Written task: Return every line in the rows below that contains the string "fire". Letter case counts.

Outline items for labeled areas
^^^^^^^^^^^^^^^^

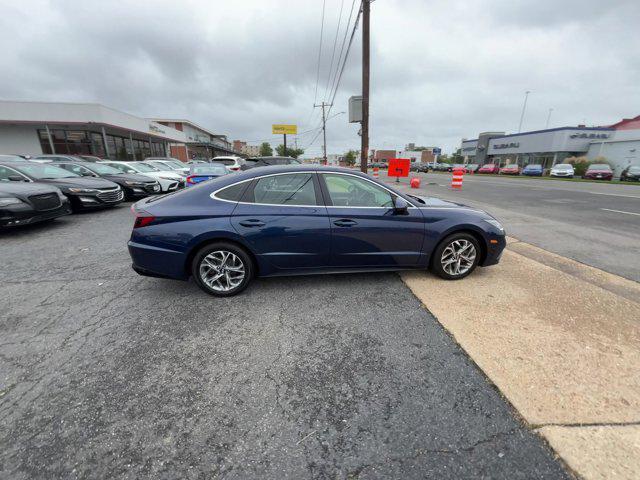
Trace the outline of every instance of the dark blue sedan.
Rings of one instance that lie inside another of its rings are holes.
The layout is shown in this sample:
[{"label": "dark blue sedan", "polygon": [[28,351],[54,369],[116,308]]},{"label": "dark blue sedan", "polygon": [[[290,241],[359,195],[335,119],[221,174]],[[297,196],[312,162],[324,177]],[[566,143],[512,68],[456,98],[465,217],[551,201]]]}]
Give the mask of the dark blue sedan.
[{"label": "dark blue sedan", "polygon": [[254,168],[141,200],[129,241],[141,275],[230,296],[254,276],[431,268],[448,280],[498,263],[500,223],[337,167]]}]

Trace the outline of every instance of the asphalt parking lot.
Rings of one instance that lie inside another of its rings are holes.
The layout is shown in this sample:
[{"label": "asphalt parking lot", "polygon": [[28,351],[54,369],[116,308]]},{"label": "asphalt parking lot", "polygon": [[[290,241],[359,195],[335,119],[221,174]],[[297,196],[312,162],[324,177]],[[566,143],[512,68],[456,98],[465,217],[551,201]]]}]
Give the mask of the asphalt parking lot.
[{"label": "asphalt parking lot", "polygon": [[3,233],[2,478],[567,478],[396,274],[143,278],[123,205]]},{"label": "asphalt parking lot", "polygon": [[[465,175],[460,191],[451,174],[414,173],[421,195],[484,209],[507,233],[545,250],[640,281],[640,186]],[[386,182],[384,170],[380,177]],[[408,179],[402,179],[408,189]]]}]

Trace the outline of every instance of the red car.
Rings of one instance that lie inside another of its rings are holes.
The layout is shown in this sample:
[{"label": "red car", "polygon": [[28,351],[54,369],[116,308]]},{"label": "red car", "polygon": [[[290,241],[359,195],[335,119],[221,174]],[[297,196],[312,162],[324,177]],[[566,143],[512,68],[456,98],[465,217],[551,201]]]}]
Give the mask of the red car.
[{"label": "red car", "polygon": [[505,165],[500,169],[500,175],[520,175],[520,167],[516,163]]},{"label": "red car", "polygon": [[500,167],[495,163],[487,163],[486,165],[481,166],[477,173],[500,173]]},{"label": "red car", "polygon": [[613,179],[613,170],[606,163],[594,163],[589,165],[587,171],[582,178],[591,180],[611,180]]}]

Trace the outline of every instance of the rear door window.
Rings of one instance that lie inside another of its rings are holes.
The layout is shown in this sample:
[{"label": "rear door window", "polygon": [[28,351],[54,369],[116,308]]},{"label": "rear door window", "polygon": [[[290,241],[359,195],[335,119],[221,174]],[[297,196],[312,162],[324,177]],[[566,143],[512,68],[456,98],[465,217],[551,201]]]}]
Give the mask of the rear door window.
[{"label": "rear door window", "polygon": [[271,175],[255,181],[247,201],[267,205],[319,205],[311,173]]}]

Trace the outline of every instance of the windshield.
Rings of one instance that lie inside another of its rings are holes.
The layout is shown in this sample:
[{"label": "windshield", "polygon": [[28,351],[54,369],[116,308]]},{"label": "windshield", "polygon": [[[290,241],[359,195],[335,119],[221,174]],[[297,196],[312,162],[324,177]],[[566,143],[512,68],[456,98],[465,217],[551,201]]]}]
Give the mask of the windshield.
[{"label": "windshield", "polygon": [[138,162],[134,164],[134,168],[140,170],[141,172],[144,173],[148,173],[148,172],[159,172],[160,170],[158,170],[155,167],[152,167],[151,165],[147,165],[146,163],[142,163],[142,162]]},{"label": "windshield", "polygon": [[110,167],[109,165],[103,165],[101,163],[83,166],[100,175],[120,175],[122,173],[117,168]]},{"label": "windshield", "polygon": [[191,173],[194,175],[225,175],[227,169],[221,164],[211,165],[194,165],[191,167]]},{"label": "windshield", "polygon": [[16,170],[21,171],[22,173],[26,173],[27,175],[38,179],[38,180],[49,180],[54,178],[73,178],[79,177],[80,175],[76,175],[73,172],[69,172],[64,168],[54,167],[52,165],[47,164],[36,164],[33,165],[20,165],[16,167]]}]

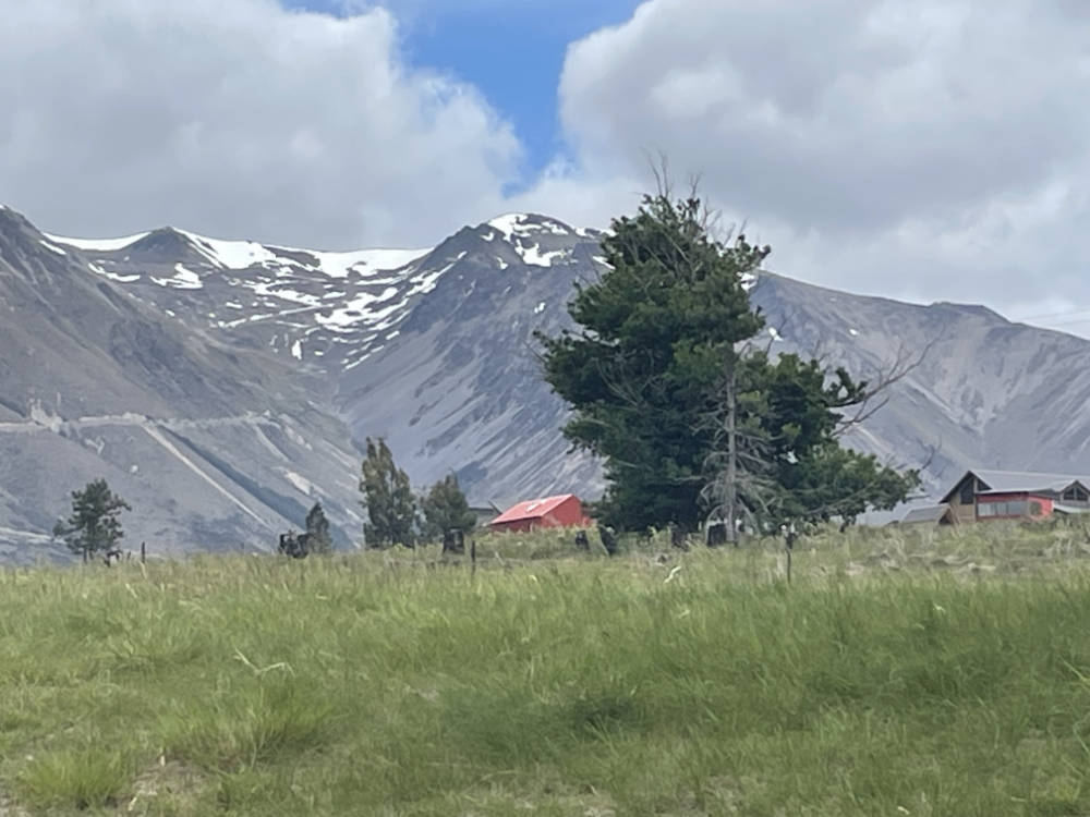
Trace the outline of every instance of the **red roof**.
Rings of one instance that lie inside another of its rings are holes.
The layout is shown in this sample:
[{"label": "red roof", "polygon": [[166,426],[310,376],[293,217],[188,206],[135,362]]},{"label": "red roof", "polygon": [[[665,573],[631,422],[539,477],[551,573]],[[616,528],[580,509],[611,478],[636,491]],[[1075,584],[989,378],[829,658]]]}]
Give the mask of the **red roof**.
[{"label": "red roof", "polygon": [[519,520],[537,520],[552,513],[569,499],[573,499],[574,496],[574,493],[562,493],[559,497],[545,497],[544,499],[531,499],[526,502],[519,502],[517,505],[508,508],[488,524],[496,525],[505,522],[518,522]]}]

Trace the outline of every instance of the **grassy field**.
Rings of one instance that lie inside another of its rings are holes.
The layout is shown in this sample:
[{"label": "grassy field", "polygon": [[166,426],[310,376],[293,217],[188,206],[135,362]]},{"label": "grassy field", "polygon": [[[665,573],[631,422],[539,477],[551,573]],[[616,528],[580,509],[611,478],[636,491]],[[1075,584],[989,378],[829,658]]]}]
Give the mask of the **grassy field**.
[{"label": "grassy field", "polygon": [[1088,541],[2,572],[0,815],[1090,814]]}]

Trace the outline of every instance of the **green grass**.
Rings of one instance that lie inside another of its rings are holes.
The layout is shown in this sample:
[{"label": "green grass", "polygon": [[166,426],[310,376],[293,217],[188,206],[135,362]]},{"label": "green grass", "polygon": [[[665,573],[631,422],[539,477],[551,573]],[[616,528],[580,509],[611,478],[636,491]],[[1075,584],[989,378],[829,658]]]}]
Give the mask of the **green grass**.
[{"label": "green grass", "polygon": [[0,573],[0,815],[1090,814],[1090,537]]}]

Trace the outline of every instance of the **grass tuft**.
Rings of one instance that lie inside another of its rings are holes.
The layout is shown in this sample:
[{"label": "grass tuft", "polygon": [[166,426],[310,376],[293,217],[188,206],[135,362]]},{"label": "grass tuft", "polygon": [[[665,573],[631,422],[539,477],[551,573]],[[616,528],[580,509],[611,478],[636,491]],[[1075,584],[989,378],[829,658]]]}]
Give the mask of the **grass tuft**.
[{"label": "grass tuft", "polygon": [[29,759],[19,783],[29,806],[85,810],[118,805],[132,769],[122,752],[107,746],[53,749]]}]

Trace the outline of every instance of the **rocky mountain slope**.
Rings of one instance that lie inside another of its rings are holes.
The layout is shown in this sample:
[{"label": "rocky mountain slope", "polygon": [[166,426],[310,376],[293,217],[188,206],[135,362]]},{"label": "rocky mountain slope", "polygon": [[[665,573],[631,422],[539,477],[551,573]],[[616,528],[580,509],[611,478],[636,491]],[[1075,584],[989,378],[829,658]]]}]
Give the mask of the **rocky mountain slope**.
[{"label": "rocky mountain slope", "polygon": [[154,553],[267,548],[318,496],[347,541],[359,453],[322,407],[331,389],[94,266],[0,210],[0,557],[38,552],[98,476],[136,509],[130,546]]},{"label": "rocky mountain slope", "polygon": [[[265,545],[320,498],[348,542],[368,435],[414,484],[455,471],[479,502],[594,493],[533,331],[566,325],[600,237],[511,215],[429,249],[322,253],[171,228],[65,239],[0,210],[0,548],[44,547],[98,475],[140,509],[132,540]],[[751,292],[774,349],[862,376],[927,352],[850,441],[925,461],[931,490],[969,465],[1090,472],[1090,342],[771,273]]]}]

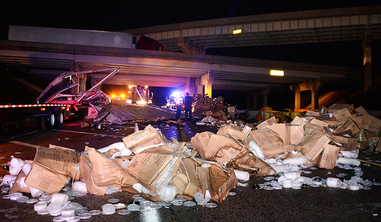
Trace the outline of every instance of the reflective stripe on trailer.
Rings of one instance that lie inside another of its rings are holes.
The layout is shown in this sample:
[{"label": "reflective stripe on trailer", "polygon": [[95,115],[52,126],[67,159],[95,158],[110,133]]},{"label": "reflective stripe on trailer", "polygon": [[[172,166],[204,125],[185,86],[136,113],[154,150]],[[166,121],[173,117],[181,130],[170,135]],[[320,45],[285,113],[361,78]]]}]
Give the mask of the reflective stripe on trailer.
[{"label": "reflective stripe on trailer", "polygon": [[27,105],[0,105],[0,108],[18,108],[20,107],[66,106],[65,104],[30,104]]}]

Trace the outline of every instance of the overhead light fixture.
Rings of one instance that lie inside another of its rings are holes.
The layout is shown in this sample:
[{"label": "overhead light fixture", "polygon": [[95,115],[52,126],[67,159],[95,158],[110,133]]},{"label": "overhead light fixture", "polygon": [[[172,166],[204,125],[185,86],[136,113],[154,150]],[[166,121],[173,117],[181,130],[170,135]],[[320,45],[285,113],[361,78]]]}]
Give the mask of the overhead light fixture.
[{"label": "overhead light fixture", "polygon": [[233,31],[233,34],[239,34],[240,33],[242,32],[242,30],[240,28],[239,30],[237,30]]},{"label": "overhead light fixture", "polygon": [[284,71],[283,70],[270,70],[270,74],[271,76],[284,76]]}]

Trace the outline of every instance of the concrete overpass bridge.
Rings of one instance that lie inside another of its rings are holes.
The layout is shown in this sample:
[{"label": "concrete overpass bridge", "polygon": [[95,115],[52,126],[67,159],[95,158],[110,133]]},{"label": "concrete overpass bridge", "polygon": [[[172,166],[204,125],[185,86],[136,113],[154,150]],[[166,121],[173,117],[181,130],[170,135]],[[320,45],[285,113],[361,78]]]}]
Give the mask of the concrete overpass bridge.
[{"label": "concrete overpass bridge", "polygon": [[[264,105],[270,90],[290,86],[296,108],[300,106],[300,91],[308,90],[316,108],[323,84],[364,81],[365,88],[371,86],[368,73],[371,70],[367,67],[371,67],[371,40],[381,36],[380,9],[369,6],[287,12],[127,30],[158,40],[166,52],[0,40],[0,62],[50,80],[68,70],[118,66],[120,72],[106,84],[174,87],[209,95],[212,88],[247,91],[263,96]],[[238,36],[230,34],[240,28],[242,32]],[[202,49],[348,40],[364,42],[365,75],[362,70],[345,67],[206,55],[194,46]],[[194,45],[188,44],[191,42]],[[185,53],[174,52],[180,48]],[[282,70],[284,76],[271,76],[271,70]],[[92,82],[95,84],[104,74],[96,76]],[[82,78],[86,80],[86,76]]]}]

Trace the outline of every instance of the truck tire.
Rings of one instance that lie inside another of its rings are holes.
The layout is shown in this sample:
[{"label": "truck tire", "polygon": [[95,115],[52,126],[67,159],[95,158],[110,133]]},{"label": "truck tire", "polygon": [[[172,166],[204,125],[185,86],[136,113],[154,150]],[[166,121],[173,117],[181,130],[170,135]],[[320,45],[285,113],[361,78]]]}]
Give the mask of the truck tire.
[{"label": "truck tire", "polygon": [[54,114],[51,114],[46,116],[46,126],[48,130],[53,130],[56,124],[57,118]]},{"label": "truck tire", "polygon": [[62,128],[64,126],[64,120],[65,120],[65,114],[64,112],[61,112],[55,115],[56,116],[56,128]]}]

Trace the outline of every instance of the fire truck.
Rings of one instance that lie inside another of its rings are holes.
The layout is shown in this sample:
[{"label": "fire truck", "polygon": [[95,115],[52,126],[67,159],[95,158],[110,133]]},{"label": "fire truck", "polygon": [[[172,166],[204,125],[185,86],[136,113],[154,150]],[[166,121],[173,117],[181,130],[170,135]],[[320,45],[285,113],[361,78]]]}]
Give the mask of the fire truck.
[{"label": "fire truck", "polygon": [[113,100],[125,102],[128,104],[144,105],[152,103],[153,92],[149,92],[148,86],[130,85],[126,94],[112,94]]}]

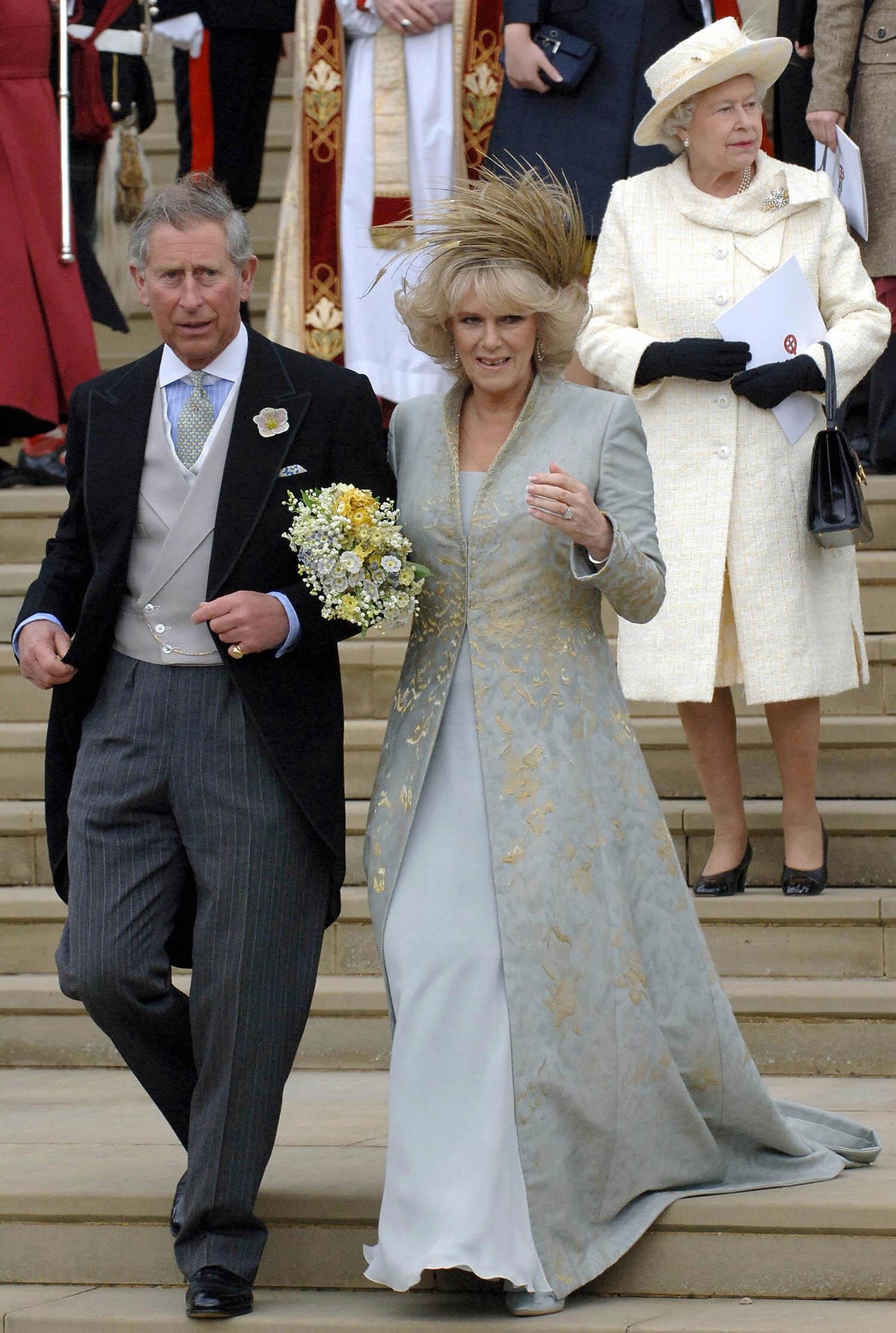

^^^^^^^^^^^^^^^^

Worked solution:
Trace the outline of every instance of the fire truck.
[{"label": "fire truck", "polygon": [[95,115],[52,126],[67,159],[95,158],[110,133]]},{"label": "fire truck", "polygon": [[[172,166],[204,125],[185,86],[136,113],[154,150]],[[166,121],[173,117],[181,130],[170,135]],[[320,45],[285,113],[361,78]]]}]
Give the mask of the fire truck.
[{"label": "fire truck", "polygon": [[113,100],[125,102],[128,104],[144,105],[152,103],[153,92],[149,92],[148,86],[130,85],[126,94],[112,94]]}]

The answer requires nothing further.